Reloj de sol

Joaquín Pérez Azaústre

La santería política

MARÍA San Gil, con su regreso heroico tras el cáncer, demostró lo que todos ya sabíamos: que el suyo es un carácter duro y hondo, que es una entereza aquilatada por todos los embates que ha sufrido. Hay heridas que marcan, que cercenan, hay heridas que son la misma piel, que se van adhiriendo a su sustancia y ajustan el sentido de una vida. Así, María San Gil no habría sido la misma María San Gil que le plantó cara a la muerte en varias formas si esa misma muerte no le hubiera salpicado la cara, el traje y los cubiertos cuando un pistolero furioso entró en el restaurante en el que estaban almorzando y disparó a la cabeza de Gregorio Ordóñez. Si el asesinato de Gregorio Ordóñez significó para la ciudadanía el reinicio de una sangre, de una caza y captura generacional de la banda mafiosa contra los políticos del Partido Popular, cuesta mucho trabajo imaginar en qué dimensión exacta de pulso o de ecuador, de punto de inflexión para una vida, pudo consistir esa experiencia terrible y dolorosa para María San Gil, sentada al mismo mantel que vio explotar el cráneo y la sonrisa de uno de los políticos vascos más comprometidos y prometedores de los primeros noventa, que de haber seguido su curso lógico podría haber tenido una interesante proyección nacional.

Esta proyección nacional la ha tenido, en cambio, María San Gil sin moverse del País Vasco. Suenan todavía los gritos mercenarios, convertidos después en las pintadas de la desolación, la ira y la amenaza, con aquella frase turbia, el "María San Gil, vas a morir" espurreado como un vómito de bilis, un esputo de odio coagulado que luego no triunfó ni en la dura codicia de la bala ni en la mala jugada de una enfermedad hoy vencida. María San Gil, estilosa y esbelta, sonriente y audaz, no se ha dado nunca la vuelta ante el chantaje, y ha dignificado con vigor la arriesgada vocación de la política vasca.

> **DATOS ENUMERADOS**:
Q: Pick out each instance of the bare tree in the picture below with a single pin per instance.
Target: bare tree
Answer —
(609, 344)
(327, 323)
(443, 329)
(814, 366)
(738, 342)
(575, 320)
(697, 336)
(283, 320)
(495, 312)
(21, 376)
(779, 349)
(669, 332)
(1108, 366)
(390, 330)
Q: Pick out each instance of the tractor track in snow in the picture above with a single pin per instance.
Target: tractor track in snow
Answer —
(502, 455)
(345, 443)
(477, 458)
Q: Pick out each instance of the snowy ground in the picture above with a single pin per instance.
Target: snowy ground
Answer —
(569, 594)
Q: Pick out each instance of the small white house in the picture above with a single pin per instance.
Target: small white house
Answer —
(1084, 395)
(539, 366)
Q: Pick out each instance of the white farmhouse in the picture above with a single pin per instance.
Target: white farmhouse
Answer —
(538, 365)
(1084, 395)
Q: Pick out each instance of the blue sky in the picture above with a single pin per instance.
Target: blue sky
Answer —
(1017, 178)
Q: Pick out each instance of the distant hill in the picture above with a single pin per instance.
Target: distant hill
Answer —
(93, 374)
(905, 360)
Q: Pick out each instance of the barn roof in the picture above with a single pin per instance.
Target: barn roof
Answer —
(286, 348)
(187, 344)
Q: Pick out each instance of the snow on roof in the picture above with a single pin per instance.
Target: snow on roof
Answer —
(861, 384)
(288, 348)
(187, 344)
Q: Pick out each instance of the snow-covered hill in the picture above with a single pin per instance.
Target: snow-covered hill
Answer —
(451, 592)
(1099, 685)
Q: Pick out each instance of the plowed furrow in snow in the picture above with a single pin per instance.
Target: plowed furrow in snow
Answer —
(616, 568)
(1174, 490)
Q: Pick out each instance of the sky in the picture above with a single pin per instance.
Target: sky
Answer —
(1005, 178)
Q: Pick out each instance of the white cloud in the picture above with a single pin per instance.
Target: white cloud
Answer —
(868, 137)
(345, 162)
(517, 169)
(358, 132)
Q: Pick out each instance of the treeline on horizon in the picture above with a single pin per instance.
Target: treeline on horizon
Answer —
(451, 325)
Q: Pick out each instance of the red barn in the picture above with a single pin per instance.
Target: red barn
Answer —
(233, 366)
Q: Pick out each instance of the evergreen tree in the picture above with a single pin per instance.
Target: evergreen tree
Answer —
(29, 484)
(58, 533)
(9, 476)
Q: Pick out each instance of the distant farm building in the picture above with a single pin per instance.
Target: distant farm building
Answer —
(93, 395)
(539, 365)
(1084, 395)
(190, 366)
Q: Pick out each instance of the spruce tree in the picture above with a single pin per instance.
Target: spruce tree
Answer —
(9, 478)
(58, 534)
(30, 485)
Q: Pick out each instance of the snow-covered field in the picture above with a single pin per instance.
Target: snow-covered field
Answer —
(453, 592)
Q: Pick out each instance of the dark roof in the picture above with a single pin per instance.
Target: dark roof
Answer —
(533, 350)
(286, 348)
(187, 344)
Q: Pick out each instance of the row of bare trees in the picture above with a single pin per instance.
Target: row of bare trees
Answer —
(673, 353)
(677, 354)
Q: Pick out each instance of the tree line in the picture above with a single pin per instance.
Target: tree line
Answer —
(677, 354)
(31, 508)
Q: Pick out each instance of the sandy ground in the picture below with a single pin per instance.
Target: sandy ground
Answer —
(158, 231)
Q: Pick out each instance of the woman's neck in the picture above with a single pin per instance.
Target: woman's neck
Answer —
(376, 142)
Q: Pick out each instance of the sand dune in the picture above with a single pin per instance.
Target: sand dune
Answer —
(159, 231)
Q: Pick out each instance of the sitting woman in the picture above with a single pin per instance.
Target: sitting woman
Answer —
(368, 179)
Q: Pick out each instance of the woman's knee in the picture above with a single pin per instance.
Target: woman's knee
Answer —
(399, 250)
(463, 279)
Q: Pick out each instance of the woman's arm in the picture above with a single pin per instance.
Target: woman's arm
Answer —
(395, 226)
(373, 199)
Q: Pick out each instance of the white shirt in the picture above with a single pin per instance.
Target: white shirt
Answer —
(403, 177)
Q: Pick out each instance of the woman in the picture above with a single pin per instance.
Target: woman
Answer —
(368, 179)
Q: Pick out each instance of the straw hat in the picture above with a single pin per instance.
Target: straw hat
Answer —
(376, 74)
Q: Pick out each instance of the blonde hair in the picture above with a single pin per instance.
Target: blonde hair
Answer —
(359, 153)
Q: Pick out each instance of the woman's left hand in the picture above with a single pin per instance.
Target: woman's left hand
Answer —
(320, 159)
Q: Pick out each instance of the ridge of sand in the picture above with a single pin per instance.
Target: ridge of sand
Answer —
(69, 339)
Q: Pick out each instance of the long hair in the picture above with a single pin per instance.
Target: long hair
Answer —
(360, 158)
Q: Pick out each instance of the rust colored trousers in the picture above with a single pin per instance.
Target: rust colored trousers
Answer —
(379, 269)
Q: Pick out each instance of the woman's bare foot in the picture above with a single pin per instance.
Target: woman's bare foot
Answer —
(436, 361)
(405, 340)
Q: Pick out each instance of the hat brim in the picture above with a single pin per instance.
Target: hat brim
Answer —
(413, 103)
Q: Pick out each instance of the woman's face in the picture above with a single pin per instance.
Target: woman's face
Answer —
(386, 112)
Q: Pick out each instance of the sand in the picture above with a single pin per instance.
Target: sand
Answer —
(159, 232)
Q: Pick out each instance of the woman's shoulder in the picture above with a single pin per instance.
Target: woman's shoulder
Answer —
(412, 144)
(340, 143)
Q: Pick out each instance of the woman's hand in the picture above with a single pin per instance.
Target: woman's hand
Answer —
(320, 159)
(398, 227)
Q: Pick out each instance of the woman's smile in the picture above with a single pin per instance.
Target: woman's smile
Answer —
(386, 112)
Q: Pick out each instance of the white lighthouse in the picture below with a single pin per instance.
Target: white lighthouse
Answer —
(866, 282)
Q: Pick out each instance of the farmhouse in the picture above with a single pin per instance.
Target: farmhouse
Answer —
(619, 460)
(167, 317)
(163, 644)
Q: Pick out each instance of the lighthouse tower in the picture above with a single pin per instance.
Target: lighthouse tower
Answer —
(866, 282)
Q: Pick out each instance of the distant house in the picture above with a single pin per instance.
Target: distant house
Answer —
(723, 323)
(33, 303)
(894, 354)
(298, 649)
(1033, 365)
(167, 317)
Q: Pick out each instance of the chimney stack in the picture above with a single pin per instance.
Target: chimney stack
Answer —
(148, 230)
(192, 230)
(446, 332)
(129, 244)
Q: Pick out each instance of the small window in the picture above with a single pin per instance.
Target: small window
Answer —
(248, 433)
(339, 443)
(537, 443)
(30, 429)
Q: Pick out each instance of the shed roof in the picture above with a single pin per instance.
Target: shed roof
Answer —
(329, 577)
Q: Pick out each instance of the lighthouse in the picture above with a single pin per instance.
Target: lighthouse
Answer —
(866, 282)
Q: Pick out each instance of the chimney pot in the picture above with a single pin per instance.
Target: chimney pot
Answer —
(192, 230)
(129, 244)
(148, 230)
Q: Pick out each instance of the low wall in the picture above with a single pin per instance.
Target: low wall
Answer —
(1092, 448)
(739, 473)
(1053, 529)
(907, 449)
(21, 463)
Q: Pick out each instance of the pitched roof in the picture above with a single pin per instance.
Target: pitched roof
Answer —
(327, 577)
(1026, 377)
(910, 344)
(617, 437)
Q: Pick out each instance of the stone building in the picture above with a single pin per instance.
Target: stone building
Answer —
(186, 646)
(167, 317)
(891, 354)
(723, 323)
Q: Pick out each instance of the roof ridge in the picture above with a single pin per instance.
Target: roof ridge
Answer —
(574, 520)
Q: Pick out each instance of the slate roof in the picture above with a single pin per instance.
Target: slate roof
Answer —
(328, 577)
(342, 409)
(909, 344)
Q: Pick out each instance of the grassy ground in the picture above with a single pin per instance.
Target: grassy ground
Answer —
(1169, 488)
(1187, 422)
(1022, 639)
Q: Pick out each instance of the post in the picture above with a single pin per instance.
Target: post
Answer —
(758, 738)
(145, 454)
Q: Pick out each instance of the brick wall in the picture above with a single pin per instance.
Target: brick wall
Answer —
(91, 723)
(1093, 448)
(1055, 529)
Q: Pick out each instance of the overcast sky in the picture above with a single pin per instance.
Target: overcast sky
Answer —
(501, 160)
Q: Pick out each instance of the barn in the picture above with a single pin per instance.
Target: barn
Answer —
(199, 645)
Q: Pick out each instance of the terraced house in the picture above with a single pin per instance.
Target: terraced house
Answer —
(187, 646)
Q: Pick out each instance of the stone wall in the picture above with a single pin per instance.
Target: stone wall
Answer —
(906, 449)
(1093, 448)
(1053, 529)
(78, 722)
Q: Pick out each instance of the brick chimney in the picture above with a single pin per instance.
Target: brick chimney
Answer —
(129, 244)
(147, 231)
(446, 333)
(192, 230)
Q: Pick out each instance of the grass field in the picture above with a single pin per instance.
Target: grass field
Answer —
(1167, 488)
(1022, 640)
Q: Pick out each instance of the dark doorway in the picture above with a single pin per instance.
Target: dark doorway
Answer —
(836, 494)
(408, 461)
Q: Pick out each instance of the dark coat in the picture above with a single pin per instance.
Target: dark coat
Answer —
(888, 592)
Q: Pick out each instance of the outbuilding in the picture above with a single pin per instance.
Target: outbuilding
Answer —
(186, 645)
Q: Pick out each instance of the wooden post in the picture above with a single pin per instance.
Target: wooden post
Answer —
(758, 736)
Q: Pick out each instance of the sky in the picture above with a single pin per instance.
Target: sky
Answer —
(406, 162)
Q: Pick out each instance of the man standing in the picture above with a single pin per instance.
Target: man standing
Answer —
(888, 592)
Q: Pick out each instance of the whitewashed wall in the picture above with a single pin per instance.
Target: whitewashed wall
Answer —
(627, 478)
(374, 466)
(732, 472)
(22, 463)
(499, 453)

> **ENUNCIADO DEL EJERCICIO**: Prosigue la columna sobre María San Gil desde el punto en que termina. Los datos no tienen relación con la columna sobre María San Gil.

> **RESPUESTA DEL EJERCICIO**:
Pero fuera del País Vasco, en realidad, no sabemos mucho de San Gil. Valoramos en ella su coraje, esa valentía fibrilar que tienen otros rostros en Euskadi, tanto del PP como del PSOE, frente a la inmunidad vascuence de los partidos nacionalistas, pero poco hay que comentar de su gestión política. Tiene, desde luego, la legitimidad que le falta a Ana Botella, y mejor imagen que Esperanza Aguirre, demasiado gatuna en su estrategia, pero sin hechuras felinas de impresión. Desde Botella y Aguirre se intenta sobredimensionar el plante de San Gil a Mariano Rajoy, atribuyéndole una gravedad de púlpito, de una santería como verdad política. Pero María San Gil es de este mundo, y todavía no ha explicado qué improbable radicalismo de Rajoy, que no es un abertzale camuflado, le ha llevado a abdicar para el presente.